● Text block
The horse would compete under the racing partnership between Anita Park and trainer Dan Morton’s parents, Len and Annette. Corrective surgery and a long spell followed, along with a gelding operation to avert extra strain on his knees.
But the hitches didn’t end there. The horse was registered as Out In The Street, only for connections to later be asked to change the name when someone discovered another son of Street Boss, running around to no great effect in country South Australia, called Outinthestreet.
Finally, the freshly-recuperated and newly-named Elite Street made it to the track as a three-year-old – a year less a day before last Saturday’s Winterbottom. He ran fourth in a three-year-old race at Ascot, pulled up lame the following morning, and two more bone chips were discovered.
More surgery on both knees came, followed by another lengthy spell, but finally the skies cleared. That second-start fourth at Pinjarra preceded a winning run which would now be six straight but for a disqualification four runs back, at Belmont in July, owing to the presence of the therapeutic heptaminol.
Fingers crossed, the once-troubled Elite Street now looks well poised to go on to serve further justice to a pedigree which, as mentioned, is laced with speed.
Granddam Ateates is out of the Opera Prince mare Paris Miss, winner of the then Group 3 Light Fingers Stakes in 1989, which was given Group 2 status in 1991.
And Ateates was possibly not even Paris Miss’ best sprinting progeny, since older sister Ruffles took the Group 1 VRC Newmarket in 1997 and Caulfield’s Schillaci Stakes the year before.
Aside from the likes of Zeditave in the female line, going way back we find the strong presence of a British sprint god in Gold Bridge, appearing on both sides in the pedigree of Paris Miss’s dam Diamonds, five generations earlier (therefore eight back from Elite Street).
Gold Bridge, born in 1929, won no fewer than 12 major sprints, including Royal Ascot’s King’s Stand Stakes twice and a Nunthorpe Stakes. He was equally as successful at stud, siring outstanding sprinters such as Golden Cloud (Nunthorpe) and Vilmorin (King’s Stand) and becoming the sire of Rough Shod, who became a blue hen broodmare in the US (Ridan, Moccasin, Lt Stevens, etc.).

● Listed entries
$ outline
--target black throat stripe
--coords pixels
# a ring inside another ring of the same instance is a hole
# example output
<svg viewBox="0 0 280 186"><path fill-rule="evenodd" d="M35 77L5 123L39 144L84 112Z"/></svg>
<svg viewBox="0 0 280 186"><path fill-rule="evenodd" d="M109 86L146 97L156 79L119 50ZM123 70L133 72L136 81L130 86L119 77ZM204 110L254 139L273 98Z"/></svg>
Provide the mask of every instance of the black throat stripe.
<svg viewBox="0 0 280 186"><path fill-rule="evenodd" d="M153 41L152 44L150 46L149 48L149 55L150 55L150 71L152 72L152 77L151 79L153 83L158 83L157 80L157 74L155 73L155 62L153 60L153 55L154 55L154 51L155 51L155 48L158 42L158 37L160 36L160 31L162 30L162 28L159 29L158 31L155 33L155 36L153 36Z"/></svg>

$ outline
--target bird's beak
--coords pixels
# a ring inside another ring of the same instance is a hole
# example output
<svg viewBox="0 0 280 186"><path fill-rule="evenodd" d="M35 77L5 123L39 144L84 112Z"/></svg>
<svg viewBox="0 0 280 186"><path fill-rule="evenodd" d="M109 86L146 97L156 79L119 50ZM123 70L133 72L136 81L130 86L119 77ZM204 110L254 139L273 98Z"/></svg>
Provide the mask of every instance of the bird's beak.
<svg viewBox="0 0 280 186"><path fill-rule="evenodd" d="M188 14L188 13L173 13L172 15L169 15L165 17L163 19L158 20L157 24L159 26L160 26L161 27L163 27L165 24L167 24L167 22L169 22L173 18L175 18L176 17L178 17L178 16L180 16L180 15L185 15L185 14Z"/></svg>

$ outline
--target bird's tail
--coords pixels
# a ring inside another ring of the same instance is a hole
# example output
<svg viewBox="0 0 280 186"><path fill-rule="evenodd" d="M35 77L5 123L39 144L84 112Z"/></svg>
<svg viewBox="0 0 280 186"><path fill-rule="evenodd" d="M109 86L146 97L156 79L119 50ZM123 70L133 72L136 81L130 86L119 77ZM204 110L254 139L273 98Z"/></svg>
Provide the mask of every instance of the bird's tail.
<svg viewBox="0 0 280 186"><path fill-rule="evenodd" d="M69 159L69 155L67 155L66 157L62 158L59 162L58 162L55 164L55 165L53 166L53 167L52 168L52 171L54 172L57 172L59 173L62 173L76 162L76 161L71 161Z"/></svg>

==

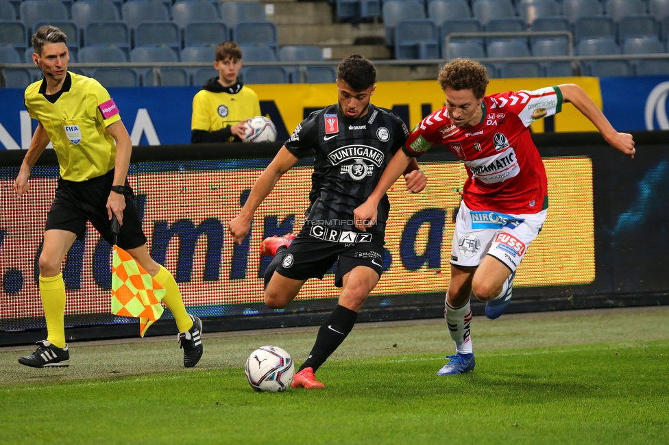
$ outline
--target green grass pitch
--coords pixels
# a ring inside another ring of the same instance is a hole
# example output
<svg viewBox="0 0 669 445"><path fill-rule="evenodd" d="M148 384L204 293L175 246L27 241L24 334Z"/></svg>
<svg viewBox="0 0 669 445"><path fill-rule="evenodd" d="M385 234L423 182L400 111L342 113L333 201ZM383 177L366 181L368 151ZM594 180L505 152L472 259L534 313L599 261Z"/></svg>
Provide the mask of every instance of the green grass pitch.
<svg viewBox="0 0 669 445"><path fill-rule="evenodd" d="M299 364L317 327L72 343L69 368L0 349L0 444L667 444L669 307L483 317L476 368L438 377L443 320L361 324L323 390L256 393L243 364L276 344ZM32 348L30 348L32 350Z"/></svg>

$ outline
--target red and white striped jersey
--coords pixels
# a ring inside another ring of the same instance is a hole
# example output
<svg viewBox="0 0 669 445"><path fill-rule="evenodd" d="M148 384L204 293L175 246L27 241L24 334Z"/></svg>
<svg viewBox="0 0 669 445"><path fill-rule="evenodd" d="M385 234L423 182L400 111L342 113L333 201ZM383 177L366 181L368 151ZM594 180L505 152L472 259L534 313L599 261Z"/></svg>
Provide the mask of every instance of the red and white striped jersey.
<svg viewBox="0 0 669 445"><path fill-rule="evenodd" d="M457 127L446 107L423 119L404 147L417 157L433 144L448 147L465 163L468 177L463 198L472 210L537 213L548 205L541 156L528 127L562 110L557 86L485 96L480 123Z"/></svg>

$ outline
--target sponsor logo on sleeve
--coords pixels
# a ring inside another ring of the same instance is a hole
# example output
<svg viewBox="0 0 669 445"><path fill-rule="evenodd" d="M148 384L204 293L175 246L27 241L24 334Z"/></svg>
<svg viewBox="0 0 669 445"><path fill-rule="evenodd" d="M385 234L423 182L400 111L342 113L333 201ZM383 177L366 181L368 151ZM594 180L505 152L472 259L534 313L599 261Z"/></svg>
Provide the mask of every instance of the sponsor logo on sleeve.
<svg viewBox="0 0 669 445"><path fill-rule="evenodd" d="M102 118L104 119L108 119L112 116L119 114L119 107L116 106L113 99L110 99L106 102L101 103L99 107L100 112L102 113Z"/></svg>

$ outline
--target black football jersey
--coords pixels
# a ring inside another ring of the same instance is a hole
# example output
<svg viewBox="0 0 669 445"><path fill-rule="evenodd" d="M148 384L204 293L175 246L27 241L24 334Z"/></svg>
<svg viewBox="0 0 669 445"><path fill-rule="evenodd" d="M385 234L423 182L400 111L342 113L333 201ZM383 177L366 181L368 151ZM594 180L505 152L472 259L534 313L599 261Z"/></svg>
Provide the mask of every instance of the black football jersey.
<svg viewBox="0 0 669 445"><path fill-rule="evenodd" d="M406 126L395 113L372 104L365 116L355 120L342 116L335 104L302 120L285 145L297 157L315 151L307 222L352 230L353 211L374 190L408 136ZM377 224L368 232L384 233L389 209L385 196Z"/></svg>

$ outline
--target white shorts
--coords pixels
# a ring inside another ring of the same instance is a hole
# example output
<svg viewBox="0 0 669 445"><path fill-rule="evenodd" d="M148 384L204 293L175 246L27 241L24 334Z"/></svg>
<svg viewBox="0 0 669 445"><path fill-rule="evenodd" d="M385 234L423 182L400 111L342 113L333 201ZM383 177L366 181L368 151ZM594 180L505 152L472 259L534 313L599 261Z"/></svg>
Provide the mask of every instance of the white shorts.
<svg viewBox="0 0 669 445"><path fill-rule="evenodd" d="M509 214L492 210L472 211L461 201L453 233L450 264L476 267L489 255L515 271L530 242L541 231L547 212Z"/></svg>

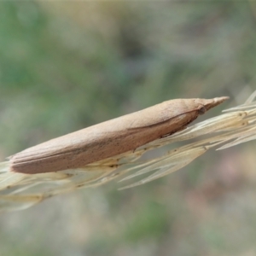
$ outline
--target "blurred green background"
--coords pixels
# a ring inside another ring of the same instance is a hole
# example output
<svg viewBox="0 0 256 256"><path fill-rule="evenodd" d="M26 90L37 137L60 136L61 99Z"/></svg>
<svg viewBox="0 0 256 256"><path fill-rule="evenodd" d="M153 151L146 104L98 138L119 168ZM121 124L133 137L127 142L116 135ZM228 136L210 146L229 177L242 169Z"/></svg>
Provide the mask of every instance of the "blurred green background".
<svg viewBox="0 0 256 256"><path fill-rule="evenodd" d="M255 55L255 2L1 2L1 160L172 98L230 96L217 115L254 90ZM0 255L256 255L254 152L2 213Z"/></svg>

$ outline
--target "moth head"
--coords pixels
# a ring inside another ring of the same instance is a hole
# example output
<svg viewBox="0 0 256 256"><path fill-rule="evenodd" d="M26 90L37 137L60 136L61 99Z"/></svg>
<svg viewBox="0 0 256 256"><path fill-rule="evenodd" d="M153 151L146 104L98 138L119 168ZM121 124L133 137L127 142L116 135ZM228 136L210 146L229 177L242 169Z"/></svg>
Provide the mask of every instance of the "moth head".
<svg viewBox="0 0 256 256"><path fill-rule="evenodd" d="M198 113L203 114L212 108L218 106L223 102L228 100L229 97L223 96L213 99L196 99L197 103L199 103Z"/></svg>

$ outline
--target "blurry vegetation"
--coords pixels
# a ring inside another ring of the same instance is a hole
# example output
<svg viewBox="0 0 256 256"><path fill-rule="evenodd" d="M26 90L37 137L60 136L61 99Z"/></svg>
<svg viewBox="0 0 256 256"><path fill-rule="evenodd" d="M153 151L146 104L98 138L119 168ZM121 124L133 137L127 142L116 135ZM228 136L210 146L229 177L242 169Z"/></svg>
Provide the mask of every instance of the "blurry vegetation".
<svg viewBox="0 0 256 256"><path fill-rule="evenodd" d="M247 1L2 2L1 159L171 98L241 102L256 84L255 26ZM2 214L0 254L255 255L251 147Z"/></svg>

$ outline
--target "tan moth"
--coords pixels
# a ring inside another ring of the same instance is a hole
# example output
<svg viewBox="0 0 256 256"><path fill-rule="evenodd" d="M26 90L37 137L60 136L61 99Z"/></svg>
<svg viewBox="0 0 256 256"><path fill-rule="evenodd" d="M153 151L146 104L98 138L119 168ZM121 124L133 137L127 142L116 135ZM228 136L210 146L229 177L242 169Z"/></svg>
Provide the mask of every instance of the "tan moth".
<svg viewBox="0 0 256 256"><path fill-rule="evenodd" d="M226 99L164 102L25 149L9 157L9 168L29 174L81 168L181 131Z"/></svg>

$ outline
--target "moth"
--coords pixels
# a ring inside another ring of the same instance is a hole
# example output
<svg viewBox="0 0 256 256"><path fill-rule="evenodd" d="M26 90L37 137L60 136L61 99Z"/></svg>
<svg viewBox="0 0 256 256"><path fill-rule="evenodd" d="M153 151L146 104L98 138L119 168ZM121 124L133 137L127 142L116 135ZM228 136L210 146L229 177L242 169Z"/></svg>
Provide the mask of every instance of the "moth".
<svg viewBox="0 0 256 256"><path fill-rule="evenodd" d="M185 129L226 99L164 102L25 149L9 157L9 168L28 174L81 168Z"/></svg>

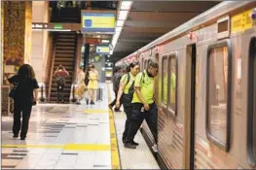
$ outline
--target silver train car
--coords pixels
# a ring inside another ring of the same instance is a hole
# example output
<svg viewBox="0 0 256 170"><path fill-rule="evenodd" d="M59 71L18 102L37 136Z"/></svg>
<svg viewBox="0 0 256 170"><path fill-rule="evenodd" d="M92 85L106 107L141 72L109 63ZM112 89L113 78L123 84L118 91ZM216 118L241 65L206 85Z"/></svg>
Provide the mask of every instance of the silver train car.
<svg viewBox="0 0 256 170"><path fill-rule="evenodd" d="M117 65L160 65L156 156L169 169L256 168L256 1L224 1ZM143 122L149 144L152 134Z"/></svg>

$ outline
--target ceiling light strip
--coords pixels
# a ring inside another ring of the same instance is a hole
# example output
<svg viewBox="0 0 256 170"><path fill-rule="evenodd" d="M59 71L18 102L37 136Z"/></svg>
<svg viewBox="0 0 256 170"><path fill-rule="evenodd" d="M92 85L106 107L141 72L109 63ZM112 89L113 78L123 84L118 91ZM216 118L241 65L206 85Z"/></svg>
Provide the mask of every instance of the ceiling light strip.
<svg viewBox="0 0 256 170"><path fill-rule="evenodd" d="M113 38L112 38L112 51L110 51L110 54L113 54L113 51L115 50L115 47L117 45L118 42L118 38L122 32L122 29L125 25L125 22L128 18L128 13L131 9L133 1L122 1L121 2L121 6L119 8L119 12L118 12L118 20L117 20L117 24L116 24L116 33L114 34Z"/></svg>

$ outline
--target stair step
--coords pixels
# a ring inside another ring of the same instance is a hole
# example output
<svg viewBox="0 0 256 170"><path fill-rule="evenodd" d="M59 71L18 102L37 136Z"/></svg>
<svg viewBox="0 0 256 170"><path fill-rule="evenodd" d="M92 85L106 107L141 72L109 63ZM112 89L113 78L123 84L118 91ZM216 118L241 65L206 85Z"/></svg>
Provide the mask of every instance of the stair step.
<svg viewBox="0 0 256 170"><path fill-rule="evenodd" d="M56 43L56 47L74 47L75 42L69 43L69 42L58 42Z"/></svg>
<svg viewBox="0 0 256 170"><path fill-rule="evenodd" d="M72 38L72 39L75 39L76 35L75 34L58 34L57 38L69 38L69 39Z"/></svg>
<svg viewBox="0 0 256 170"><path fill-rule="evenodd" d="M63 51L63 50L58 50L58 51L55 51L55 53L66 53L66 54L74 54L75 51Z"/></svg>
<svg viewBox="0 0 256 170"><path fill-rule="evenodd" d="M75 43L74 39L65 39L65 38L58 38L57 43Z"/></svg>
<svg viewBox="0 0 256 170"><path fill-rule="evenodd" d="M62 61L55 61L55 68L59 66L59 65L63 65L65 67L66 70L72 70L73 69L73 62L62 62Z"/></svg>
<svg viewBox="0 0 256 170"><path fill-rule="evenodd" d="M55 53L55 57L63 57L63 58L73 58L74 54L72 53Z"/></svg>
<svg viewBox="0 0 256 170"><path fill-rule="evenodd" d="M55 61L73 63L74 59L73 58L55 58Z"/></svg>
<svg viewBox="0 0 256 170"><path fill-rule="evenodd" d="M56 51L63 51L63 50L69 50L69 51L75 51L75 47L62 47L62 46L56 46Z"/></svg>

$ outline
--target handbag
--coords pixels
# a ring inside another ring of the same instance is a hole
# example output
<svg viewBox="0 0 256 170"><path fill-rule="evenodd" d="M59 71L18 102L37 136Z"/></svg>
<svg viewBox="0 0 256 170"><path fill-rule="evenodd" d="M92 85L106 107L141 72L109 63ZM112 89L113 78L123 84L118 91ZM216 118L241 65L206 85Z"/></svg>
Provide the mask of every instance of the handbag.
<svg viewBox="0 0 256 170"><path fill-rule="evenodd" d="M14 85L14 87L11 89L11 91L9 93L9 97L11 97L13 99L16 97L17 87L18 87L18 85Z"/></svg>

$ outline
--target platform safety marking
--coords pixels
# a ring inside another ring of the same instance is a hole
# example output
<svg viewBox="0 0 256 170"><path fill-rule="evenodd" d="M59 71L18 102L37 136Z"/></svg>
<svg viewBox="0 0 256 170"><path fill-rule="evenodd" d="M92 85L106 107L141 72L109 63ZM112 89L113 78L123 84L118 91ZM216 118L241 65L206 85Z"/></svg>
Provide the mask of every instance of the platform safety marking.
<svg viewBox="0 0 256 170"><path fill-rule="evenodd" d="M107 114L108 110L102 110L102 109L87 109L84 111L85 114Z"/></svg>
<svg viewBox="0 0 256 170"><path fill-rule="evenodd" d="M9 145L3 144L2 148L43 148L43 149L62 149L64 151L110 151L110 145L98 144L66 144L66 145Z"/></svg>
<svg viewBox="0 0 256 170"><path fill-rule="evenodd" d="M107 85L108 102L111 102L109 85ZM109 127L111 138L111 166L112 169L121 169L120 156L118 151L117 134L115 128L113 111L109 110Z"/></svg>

--

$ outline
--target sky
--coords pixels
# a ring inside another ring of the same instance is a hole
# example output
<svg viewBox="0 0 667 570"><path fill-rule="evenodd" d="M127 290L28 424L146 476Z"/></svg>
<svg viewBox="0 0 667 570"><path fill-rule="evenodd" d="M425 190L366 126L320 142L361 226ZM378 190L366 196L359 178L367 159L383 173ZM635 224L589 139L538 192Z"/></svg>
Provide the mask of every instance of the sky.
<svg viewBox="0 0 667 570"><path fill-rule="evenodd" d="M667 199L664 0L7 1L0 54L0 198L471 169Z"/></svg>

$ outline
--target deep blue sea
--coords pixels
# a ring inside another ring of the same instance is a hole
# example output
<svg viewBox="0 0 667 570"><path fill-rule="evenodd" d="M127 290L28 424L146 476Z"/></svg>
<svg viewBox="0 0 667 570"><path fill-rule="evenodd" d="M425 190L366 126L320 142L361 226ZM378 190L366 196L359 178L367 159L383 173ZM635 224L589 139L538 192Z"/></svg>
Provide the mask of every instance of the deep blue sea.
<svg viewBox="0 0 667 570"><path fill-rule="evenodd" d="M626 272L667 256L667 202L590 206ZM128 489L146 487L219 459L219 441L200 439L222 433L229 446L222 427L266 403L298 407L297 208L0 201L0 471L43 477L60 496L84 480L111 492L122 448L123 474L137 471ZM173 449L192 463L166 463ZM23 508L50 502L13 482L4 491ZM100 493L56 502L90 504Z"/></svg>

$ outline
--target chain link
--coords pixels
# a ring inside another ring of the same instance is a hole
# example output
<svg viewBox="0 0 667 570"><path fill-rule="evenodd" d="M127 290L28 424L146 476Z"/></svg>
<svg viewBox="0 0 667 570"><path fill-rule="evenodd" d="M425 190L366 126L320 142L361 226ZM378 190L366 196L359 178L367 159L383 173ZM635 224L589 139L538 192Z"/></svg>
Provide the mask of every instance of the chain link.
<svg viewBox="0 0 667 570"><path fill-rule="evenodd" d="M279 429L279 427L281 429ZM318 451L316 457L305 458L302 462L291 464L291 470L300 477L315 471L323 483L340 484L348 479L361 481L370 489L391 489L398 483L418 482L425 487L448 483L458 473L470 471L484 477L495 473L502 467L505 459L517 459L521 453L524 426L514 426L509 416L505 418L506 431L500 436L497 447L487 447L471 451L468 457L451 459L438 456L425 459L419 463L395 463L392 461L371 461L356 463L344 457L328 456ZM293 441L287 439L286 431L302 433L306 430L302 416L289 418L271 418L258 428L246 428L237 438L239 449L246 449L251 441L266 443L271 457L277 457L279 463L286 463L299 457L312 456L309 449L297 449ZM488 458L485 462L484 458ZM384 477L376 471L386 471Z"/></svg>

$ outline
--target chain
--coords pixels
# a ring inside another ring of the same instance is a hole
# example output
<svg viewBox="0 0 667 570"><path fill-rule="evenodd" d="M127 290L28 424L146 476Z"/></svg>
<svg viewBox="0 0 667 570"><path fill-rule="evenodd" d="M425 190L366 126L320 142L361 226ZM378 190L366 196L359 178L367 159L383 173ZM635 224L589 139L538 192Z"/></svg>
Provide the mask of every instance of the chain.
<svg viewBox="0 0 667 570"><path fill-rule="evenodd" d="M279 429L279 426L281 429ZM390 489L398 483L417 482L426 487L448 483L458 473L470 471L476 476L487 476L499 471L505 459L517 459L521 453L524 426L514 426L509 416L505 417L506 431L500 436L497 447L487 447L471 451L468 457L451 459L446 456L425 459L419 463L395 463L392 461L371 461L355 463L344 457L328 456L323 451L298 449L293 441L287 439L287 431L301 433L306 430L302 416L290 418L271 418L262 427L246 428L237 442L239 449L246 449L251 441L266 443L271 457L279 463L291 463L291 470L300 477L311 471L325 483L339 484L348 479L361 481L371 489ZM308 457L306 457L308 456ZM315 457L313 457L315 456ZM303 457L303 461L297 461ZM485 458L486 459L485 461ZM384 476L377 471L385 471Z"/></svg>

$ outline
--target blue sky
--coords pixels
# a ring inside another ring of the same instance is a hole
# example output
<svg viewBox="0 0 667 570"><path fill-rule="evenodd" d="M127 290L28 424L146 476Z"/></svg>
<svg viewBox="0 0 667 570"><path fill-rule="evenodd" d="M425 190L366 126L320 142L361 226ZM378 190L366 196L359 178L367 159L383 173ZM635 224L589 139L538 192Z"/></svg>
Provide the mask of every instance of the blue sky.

● Parts of the exercise
1. Could you retype the part of the Elite Street article between "Granddam Ateates is" and "the year before.", inclusive?
2. Do these statements agree with the Elite Street article? Answer each with yes or no and quote the deciding words. (a) Elite Street was first registered under the name Out In The Street. (b) Paris Miss won the Light Fingers Stakes when it was a Group 2 race. (c) Gold Bridge won the King's Stand Stakes twice.

● Responses to the exercise
1.
Granddam Ateates is out of the Opera Prince mare Paris Miss, winner of the then Group 3 Light Fingers Stakes in 1989, which was given Group 2 status in 1991.
And Ateates was possibly not even Paris Miss’ best sprinting progeny, since older sister Ruffles took the Group 1 VRC Newmarket in 1997 and Caulfield’s Schillaci Stakes the year before.

2.
(a) Yes: "The horse was registered as Out In The Street"
(b) No: "winner of the then Group 3 Light Fingers Stakes in 1989, which was given Group 2 status in 1991"
(c) Yes: "including Royal Ascot’s King’s Stand Stakes twice"